## Begin

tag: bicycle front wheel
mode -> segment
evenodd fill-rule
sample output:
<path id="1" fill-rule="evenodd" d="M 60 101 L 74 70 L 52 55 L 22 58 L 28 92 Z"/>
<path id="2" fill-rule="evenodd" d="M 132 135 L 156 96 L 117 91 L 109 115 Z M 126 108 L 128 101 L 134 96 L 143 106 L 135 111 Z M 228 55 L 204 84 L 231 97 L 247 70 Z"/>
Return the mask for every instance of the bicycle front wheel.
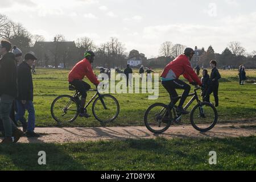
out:
<path id="1" fill-rule="evenodd" d="M 79 105 L 70 96 L 57 97 L 51 106 L 52 118 L 59 123 L 71 123 L 79 115 Z"/>
<path id="2" fill-rule="evenodd" d="M 218 121 L 218 112 L 209 102 L 201 102 L 196 105 L 191 111 L 190 121 L 192 126 L 199 131 L 208 131 L 212 129 Z"/>
<path id="3" fill-rule="evenodd" d="M 172 122 L 172 115 L 166 105 L 156 103 L 147 110 L 144 116 L 144 122 L 148 130 L 160 134 L 170 127 Z"/>
<path id="4" fill-rule="evenodd" d="M 93 102 L 92 112 L 95 118 L 100 122 L 112 122 L 119 114 L 118 101 L 111 95 L 101 95 Z"/>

## End

TASK INSTRUCTIONS
Give back the whole listing above unchanged, line for line, leaving out the picture.

ANSWER TO THIS EXERCISE
tag: bicycle front wheel
mode -> segment
evenodd fill-rule
sample output:
<path id="1" fill-rule="evenodd" d="M 60 101 L 74 70 L 52 55 L 22 58 L 28 92 Z"/>
<path id="2" fill-rule="evenodd" d="M 132 135 L 156 96 L 117 91 L 109 115 Z M 126 108 L 128 101 L 134 96 L 143 106 L 135 111 Z M 228 55 L 204 84 L 231 97 L 247 70 Z"/>
Return the mask for every instance of the bicycle front wheel.
out:
<path id="1" fill-rule="evenodd" d="M 79 105 L 70 96 L 57 97 L 51 106 L 52 118 L 59 123 L 71 123 L 79 115 Z"/>
<path id="2" fill-rule="evenodd" d="M 218 121 L 218 112 L 209 102 L 201 102 L 196 105 L 191 111 L 190 121 L 192 126 L 199 131 L 208 131 L 212 129 Z"/>
<path id="3" fill-rule="evenodd" d="M 172 122 L 172 115 L 166 105 L 156 103 L 147 110 L 144 116 L 144 122 L 148 130 L 160 134 L 170 127 Z"/>
<path id="4" fill-rule="evenodd" d="M 93 102 L 92 112 L 95 118 L 100 122 L 112 122 L 119 114 L 118 101 L 111 95 L 101 95 Z"/>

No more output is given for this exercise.